Según el texto sobre la configuración de métricas JMX, ¿con qué ruta y en qué máquinas hay que guardar el archivo de configuración?

Texto para leer:
##############################

Crear configuración de métricas JMX

Cree el archivo de configuración de JMX Exporter que defina qué métricas de Kafka recolectar. Guarde como ~/opentelemetry/kafka-jmx-config.yaml en cada host del broker:

startDelaySeconds: 0
lowercaseOutputName: true
lowercaseOutputLabelNames: true
rules:
# Cluster-level controller metrics
- pattern: 'kafka.controller<type=KafkaController, name=GlobalTopicCount><>Value'
name: kafka_cluster_topic_count
type: GAUGE
- pattern: 'kafka.controller<type=KafkaController, name=GlobalPartitionCount><>Value'
name: kafka_cluster_partition_count
type: GAUGE
- pattern: 'kafka.controller<type=KafkaController, name=FencedBrokerCount><>Value'
name: kafka_broker_fenced_count
type: GAUGE
- pattern: 'kafka.controller<type=KafkaController, name=PreferredReplicaImbalanceCount><>Value'
name: kafka_partition_non_preferred_leader
type: GAUGE
- pattern: 'kafka.controller<type=KafkaController, name=OfflinePartitionsCount><>Value'
name: kafka_partition_offline
type: GAUGE
- pattern: 'kafka.controller<type=KafkaController, name=ActiveControllerCount><>Value'
name: kafka_controller_active_count
type: GAUGE
# Broker-level replica metrics
- pattern: 'kafka.server<type=ReplicaManager, name=UnderMinIsrPartitionCount><>Value'
name: kafka_partition_under_min_isr
type: GAUGE
- pattern: 'kafka.server<type=ReplicaManager, name=LeaderCount><>Value'
name: kafka_broker_leader_count
type: GAUGE
- pattern: 'kafka.server<type=ReplicaManager, name=PartitionCount><>Value'
name: kafka_partition_count
type: GAUGE
- pattern: 'kafka.server<type=ReplicaManager, name=UnderReplicatedPartitions><>Value'
name: kafka_partition_under_replicated
type: GAUGE
- pattern: 'kafka.server<type=ReplicaManager, name=IsrShrinksPerSec><>Count'
name: kafka_isr_operation_count
type: COUNTER
labels:
operation: "shrink"
- pattern: 'kafka.server<type=ReplicaManager, name=IsrExpandsPerSec><>Count'
name: kafka_isr_operation_count
type: COUNTER
labels:
operation: "expand"
- pattern: 'kafka.server<type=ReplicaFetcherManager, name=MaxLag, clientId=Replica><>Value'
name: kafka_max_lag
type: GAUGE
# Broker topic metrics (totals)
- pattern: 'kafka.server<type=BrokerTopicMetrics, name=MessagesInPerSec><>Count'
name: kafka_message_count
type: COUNTER
- pattern: 'kafka.server<type=BrokerTopicMetrics, name=TotalFetchRequestsPerSec><>Count'
name: kafka_request_count
type: COUNTER
labels:
type: "fetch"
- pattern: 'kafka.server<type=BrokerTopicMetrics, name=TotalProduceRequestsPerSec><>Count'
name: kafka_request_count
type: COUNTER
labels:
type: "produce"

##############################

Registros:
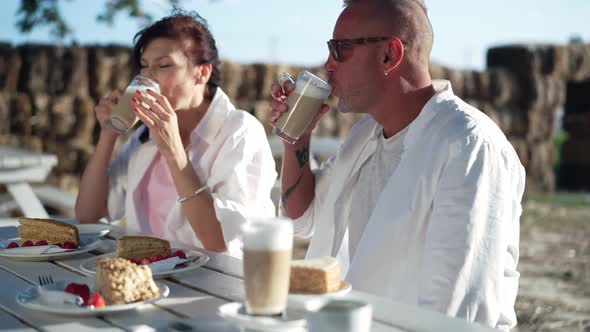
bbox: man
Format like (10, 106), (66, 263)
(271, 0), (525, 330)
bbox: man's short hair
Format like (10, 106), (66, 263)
(344, 0), (434, 65)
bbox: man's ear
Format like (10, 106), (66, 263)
(195, 63), (213, 84)
(383, 37), (405, 75)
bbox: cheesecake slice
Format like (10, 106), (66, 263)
(117, 236), (172, 261)
(18, 218), (80, 247)
(289, 256), (340, 294)
(94, 258), (160, 305)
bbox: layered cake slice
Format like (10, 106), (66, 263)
(94, 258), (160, 305)
(117, 236), (172, 261)
(18, 218), (80, 247)
(289, 256), (340, 294)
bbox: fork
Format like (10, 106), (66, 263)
(39, 275), (53, 286)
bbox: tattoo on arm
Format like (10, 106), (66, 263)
(281, 172), (303, 207)
(295, 145), (309, 168)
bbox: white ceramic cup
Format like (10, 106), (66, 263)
(305, 299), (373, 332)
(107, 75), (160, 134)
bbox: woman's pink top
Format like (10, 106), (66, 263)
(140, 153), (178, 238)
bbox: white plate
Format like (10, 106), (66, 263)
(74, 224), (112, 238)
(0, 235), (99, 262)
(218, 302), (305, 332)
(80, 248), (209, 279)
(288, 280), (352, 309)
(16, 281), (170, 316)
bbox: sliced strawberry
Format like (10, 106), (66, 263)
(64, 282), (90, 303)
(172, 250), (186, 259)
(63, 241), (78, 249)
(86, 293), (106, 308)
(6, 242), (18, 249)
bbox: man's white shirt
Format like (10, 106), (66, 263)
(294, 81), (525, 330)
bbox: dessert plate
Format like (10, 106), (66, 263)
(80, 248), (209, 279)
(0, 235), (99, 262)
(217, 302), (306, 332)
(16, 281), (170, 316)
(288, 280), (352, 309)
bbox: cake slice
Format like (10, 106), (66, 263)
(117, 236), (172, 261)
(18, 218), (80, 247)
(289, 256), (340, 294)
(94, 258), (160, 305)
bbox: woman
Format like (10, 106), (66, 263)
(76, 12), (277, 257)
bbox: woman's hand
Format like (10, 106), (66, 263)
(132, 89), (188, 169)
(94, 90), (121, 135)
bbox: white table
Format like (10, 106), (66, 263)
(0, 227), (494, 332)
(0, 147), (57, 218)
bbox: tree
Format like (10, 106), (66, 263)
(16, 0), (181, 39)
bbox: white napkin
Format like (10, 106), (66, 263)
(148, 256), (200, 273)
(35, 286), (84, 306)
(0, 245), (76, 255)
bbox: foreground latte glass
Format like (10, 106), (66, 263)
(272, 70), (332, 144)
(242, 218), (293, 315)
(107, 75), (160, 134)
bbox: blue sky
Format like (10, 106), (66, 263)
(0, 0), (590, 69)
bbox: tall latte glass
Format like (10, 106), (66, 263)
(107, 75), (160, 134)
(272, 70), (332, 144)
(242, 218), (293, 316)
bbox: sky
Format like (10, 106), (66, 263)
(0, 0), (590, 70)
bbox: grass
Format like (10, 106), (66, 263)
(521, 192), (590, 227)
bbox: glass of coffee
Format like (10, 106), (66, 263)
(242, 218), (293, 316)
(272, 70), (332, 144)
(107, 75), (160, 134)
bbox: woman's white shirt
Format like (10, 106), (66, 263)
(108, 88), (277, 258)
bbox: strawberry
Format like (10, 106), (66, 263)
(63, 241), (78, 249)
(64, 282), (90, 303)
(172, 250), (186, 259)
(86, 293), (106, 308)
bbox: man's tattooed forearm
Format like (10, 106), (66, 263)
(281, 173), (303, 207)
(295, 144), (309, 168)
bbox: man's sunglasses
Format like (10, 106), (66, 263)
(328, 36), (406, 62)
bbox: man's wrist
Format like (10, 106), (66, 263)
(283, 135), (311, 151)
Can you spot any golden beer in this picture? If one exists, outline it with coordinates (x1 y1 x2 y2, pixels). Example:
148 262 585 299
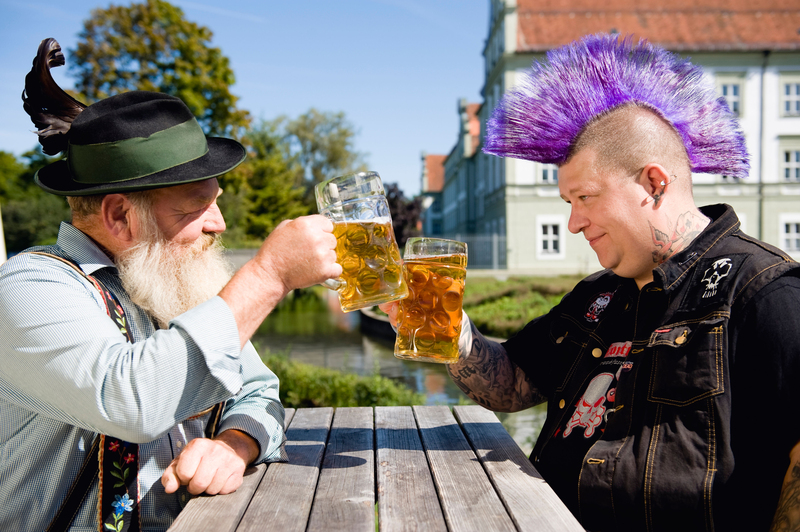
333 218 408 312
394 253 467 364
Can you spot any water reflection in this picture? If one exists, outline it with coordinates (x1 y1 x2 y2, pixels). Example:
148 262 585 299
254 288 545 454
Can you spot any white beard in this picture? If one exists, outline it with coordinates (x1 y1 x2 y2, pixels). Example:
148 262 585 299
117 230 233 328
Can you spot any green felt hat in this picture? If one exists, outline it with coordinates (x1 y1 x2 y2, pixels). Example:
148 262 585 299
34 91 245 196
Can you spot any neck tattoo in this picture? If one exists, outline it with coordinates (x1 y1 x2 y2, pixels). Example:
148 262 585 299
650 211 709 264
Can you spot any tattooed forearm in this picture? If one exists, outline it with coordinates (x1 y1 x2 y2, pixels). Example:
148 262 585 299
770 462 800 532
650 211 709 264
447 325 544 412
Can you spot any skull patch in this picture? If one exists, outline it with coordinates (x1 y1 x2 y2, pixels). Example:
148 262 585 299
700 259 733 299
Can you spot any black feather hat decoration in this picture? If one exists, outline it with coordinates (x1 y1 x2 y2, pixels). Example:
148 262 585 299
22 38 86 155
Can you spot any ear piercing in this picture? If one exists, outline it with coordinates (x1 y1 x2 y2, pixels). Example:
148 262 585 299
659 175 678 187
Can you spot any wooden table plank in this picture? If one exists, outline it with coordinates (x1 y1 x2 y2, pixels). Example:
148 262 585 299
453 405 583 532
237 408 333 532
169 408 294 532
375 406 447 532
413 406 515 532
308 407 375 532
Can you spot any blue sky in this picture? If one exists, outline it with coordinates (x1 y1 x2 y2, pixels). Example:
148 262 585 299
0 0 489 196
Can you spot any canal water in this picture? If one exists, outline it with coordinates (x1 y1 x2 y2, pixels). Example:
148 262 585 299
253 287 545 454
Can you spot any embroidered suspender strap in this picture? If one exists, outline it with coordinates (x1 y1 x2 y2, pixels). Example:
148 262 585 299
46 436 100 532
27 251 225 532
28 251 141 532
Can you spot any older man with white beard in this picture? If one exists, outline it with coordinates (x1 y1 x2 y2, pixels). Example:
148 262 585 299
0 40 341 531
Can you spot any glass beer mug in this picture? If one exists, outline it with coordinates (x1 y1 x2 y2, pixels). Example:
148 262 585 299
394 237 467 364
314 172 408 312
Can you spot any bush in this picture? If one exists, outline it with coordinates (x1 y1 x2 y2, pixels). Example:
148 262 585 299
261 353 425 408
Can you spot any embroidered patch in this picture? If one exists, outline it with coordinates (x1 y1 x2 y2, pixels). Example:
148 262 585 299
584 292 614 322
603 342 633 358
681 253 749 312
700 258 733 299
563 373 616 438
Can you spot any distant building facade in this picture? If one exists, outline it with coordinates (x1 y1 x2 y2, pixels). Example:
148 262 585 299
423 0 800 274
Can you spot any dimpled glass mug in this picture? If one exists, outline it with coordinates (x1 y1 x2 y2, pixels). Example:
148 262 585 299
314 172 408 312
394 237 467 364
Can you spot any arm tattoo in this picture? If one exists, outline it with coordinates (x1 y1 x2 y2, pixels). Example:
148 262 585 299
447 324 545 412
650 211 707 264
770 462 800 532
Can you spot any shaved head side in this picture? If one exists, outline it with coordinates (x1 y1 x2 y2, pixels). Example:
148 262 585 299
568 104 692 190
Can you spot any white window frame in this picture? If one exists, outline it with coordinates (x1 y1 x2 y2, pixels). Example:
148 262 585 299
539 164 558 185
536 214 567 260
778 137 800 183
779 72 800 116
778 212 800 257
715 72 745 117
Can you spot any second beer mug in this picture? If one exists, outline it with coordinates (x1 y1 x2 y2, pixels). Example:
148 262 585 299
394 237 467 364
314 172 408 312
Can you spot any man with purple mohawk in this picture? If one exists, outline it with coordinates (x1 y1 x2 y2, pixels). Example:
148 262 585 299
386 35 800 532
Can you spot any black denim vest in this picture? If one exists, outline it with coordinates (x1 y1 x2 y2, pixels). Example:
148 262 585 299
507 205 798 532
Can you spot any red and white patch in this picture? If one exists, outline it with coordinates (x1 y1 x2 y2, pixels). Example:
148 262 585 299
603 342 633 358
564 373 616 438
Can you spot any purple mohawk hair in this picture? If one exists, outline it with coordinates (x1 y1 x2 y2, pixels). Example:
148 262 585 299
483 34 750 178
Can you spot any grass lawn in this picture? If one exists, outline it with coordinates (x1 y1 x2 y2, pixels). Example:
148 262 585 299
464 276 582 338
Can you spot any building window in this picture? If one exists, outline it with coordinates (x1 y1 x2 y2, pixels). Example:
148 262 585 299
720 83 742 116
542 164 558 185
778 213 800 255
780 72 800 116
783 222 800 252
783 83 800 116
536 214 567 260
781 149 800 182
714 72 746 116
542 224 561 254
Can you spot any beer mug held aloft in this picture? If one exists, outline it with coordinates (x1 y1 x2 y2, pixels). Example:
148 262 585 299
314 172 408 312
394 237 467 364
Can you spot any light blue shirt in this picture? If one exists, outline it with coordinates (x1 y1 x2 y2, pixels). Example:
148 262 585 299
0 223 286 532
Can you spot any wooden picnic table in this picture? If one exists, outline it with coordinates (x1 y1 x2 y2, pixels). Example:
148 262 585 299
169 405 583 532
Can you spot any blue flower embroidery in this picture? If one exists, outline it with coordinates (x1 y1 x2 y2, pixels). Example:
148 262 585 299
111 493 133 515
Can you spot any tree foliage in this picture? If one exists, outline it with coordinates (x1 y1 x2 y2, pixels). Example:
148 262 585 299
273 108 366 207
0 150 70 252
70 0 249 137
238 122 310 240
383 183 422 247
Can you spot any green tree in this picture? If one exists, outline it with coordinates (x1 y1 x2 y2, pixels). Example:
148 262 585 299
274 108 366 206
70 0 249 137
0 149 70 252
239 121 310 241
219 121 310 247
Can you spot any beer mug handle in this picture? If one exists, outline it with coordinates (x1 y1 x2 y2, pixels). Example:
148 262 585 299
322 279 344 292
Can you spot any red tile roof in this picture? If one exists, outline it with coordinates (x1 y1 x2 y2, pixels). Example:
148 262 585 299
422 155 447 192
517 0 800 52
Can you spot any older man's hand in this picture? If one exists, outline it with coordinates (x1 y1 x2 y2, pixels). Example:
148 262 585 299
161 430 259 495
255 214 342 291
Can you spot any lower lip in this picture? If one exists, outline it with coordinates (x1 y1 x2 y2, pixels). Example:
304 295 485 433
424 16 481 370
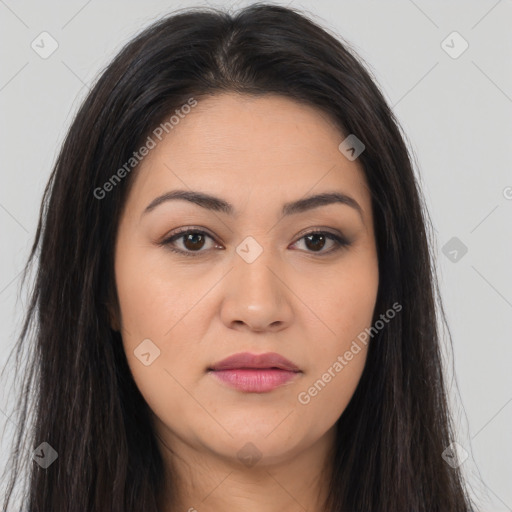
211 368 300 393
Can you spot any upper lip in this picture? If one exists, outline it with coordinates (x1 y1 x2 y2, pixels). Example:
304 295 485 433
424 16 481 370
209 352 300 372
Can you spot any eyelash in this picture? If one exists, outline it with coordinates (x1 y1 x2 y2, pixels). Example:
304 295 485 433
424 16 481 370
158 228 351 257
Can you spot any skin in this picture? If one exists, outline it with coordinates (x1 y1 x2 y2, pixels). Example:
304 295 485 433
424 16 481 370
112 93 379 512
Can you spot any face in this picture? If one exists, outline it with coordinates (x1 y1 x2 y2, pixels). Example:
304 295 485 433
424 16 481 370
115 94 379 465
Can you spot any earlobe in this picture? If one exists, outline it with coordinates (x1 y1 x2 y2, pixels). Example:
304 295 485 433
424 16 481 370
106 304 120 332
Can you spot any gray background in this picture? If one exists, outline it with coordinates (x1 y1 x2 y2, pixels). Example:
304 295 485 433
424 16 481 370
0 0 512 511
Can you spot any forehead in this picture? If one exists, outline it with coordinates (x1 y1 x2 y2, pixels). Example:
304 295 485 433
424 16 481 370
125 94 369 217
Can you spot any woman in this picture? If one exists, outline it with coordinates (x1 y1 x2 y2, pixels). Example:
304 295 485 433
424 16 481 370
5 4 478 512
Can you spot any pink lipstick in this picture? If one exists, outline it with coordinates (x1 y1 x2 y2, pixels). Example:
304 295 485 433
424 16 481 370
208 352 302 393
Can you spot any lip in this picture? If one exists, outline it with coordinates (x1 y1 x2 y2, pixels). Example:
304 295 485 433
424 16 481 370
208 352 302 393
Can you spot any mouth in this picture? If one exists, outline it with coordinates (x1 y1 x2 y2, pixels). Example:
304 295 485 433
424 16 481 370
208 352 302 393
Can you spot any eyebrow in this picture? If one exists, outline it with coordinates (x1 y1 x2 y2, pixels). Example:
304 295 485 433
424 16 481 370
142 190 364 223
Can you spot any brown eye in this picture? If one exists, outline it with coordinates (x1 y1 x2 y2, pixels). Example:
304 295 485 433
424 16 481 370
182 232 205 251
160 229 213 256
304 233 327 251
295 231 350 255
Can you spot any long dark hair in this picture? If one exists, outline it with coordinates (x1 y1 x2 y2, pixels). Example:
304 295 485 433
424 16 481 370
5 3 472 512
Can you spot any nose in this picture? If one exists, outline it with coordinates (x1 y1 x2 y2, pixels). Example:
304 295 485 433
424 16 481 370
220 250 293 332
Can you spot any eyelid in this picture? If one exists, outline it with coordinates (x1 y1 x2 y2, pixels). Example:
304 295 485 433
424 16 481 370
158 226 352 256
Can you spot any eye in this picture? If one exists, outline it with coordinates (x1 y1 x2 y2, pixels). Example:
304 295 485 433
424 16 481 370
159 228 351 256
294 230 350 254
159 229 218 256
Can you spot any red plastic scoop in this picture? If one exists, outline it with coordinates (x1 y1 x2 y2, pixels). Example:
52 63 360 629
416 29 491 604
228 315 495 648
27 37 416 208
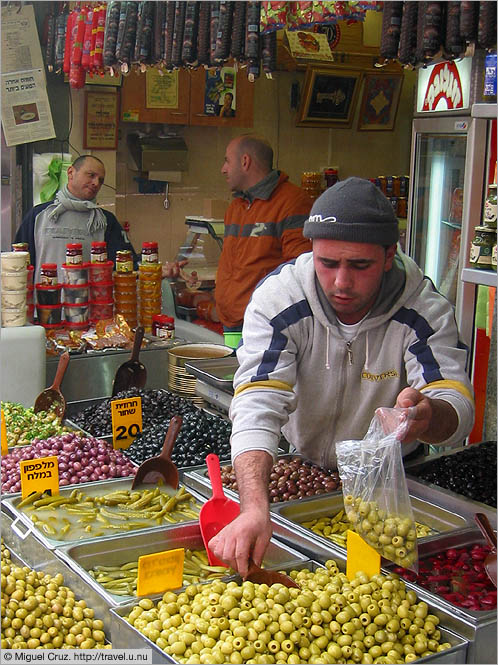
199 453 240 566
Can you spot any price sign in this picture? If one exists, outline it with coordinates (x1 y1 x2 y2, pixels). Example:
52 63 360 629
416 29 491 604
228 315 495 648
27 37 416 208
346 529 380 580
19 455 59 499
111 397 142 448
1 409 9 457
137 547 185 596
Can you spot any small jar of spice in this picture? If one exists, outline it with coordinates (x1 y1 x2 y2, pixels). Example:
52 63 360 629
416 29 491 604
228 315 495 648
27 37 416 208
66 242 83 265
116 249 133 272
90 241 107 263
469 226 496 270
40 263 57 286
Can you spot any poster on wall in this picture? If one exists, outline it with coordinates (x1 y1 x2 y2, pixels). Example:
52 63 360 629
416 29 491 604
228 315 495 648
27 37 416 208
204 67 237 118
1 69 55 147
1 5 55 147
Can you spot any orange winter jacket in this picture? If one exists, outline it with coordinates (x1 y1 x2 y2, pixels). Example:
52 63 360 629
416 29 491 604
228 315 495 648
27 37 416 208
215 171 312 328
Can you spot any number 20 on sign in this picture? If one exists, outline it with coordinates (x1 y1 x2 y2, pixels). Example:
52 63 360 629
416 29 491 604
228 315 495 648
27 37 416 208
111 397 142 448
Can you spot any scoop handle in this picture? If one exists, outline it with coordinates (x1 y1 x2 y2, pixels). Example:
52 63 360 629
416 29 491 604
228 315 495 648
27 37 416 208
50 351 69 390
130 326 145 362
159 416 183 460
206 453 226 499
474 513 496 551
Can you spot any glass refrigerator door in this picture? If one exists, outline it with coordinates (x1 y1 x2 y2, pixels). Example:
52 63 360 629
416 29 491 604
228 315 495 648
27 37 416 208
407 118 467 304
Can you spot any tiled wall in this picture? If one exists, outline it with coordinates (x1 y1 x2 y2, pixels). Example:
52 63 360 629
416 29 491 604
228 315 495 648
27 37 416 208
71 72 416 261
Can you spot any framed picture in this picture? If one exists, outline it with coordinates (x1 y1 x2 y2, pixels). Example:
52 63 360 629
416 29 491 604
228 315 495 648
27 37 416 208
296 66 362 127
358 72 403 131
83 90 119 150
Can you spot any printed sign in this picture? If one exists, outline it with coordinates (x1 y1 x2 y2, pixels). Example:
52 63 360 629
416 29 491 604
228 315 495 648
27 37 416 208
19 455 59 499
0 409 9 457
137 547 185 596
111 397 142 448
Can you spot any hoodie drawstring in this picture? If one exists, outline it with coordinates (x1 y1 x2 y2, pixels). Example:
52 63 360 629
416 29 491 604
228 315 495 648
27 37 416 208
325 326 330 369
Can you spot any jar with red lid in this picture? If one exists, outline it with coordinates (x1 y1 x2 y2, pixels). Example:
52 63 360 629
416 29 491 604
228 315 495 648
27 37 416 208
116 249 133 272
40 263 57 286
90 241 107 263
142 242 159 263
152 314 175 339
66 242 83 265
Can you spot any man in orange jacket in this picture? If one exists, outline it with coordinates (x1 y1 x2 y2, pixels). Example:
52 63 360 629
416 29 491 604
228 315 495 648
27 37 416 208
215 134 312 342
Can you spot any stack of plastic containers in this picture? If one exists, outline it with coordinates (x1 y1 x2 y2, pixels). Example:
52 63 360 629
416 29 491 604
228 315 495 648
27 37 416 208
1 252 29 328
62 243 90 330
138 242 162 333
114 250 137 328
35 263 62 330
90 241 114 323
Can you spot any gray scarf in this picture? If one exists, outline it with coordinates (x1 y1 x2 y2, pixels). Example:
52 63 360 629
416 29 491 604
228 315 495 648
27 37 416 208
46 185 106 234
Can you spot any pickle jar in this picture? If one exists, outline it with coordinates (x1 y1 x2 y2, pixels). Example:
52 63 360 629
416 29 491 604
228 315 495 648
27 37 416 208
469 226 496 270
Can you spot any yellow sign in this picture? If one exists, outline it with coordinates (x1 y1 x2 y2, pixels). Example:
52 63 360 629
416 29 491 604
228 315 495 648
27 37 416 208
111 397 142 448
145 67 178 109
137 547 185 596
19 455 59 499
1 409 9 457
346 529 380 580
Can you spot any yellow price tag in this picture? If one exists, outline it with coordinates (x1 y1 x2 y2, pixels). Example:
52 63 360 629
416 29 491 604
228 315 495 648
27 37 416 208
111 397 142 448
19 455 59 499
346 529 380 580
1 409 9 457
137 547 185 596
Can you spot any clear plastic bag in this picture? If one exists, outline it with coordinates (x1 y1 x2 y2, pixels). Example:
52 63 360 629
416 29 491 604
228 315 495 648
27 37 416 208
336 408 418 572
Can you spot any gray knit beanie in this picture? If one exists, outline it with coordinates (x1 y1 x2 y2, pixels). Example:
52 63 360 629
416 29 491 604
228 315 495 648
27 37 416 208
303 177 399 246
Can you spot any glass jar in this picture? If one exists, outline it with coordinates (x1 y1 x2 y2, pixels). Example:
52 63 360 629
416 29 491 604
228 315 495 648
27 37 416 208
66 242 83 265
152 314 175 339
482 182 496 229
116 249 133 272
40 263 57 286
142 242 159 263
469 226 496 270
90 241 107 263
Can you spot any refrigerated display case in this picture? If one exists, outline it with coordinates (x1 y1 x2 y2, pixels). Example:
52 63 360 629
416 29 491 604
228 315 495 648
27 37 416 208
406 58 497 442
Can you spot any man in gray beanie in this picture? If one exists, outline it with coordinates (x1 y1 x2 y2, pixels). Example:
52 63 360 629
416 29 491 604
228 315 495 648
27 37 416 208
210 178 474 575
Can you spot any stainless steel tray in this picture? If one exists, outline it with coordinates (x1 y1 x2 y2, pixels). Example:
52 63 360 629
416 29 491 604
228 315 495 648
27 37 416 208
1 512 111 638
110 559 468 664
55 523 308 609
2 478 205 549
182 453 342 507
185 356 239 394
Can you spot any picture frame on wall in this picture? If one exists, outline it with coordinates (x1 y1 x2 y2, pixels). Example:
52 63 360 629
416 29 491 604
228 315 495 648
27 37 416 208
357 72 403 132
296 66 363 127
83 90 119 150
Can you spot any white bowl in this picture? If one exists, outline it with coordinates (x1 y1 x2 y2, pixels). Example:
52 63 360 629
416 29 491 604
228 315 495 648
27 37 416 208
2 307 26 328
1 252 29 272
0 270 28 291
2 289 27 309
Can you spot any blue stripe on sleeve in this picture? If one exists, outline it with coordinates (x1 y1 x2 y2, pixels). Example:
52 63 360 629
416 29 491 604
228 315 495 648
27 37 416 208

##############################

Respuesta: Como ~/opentelemetry/kafka-jmx-config.yaml, en cada host del broker.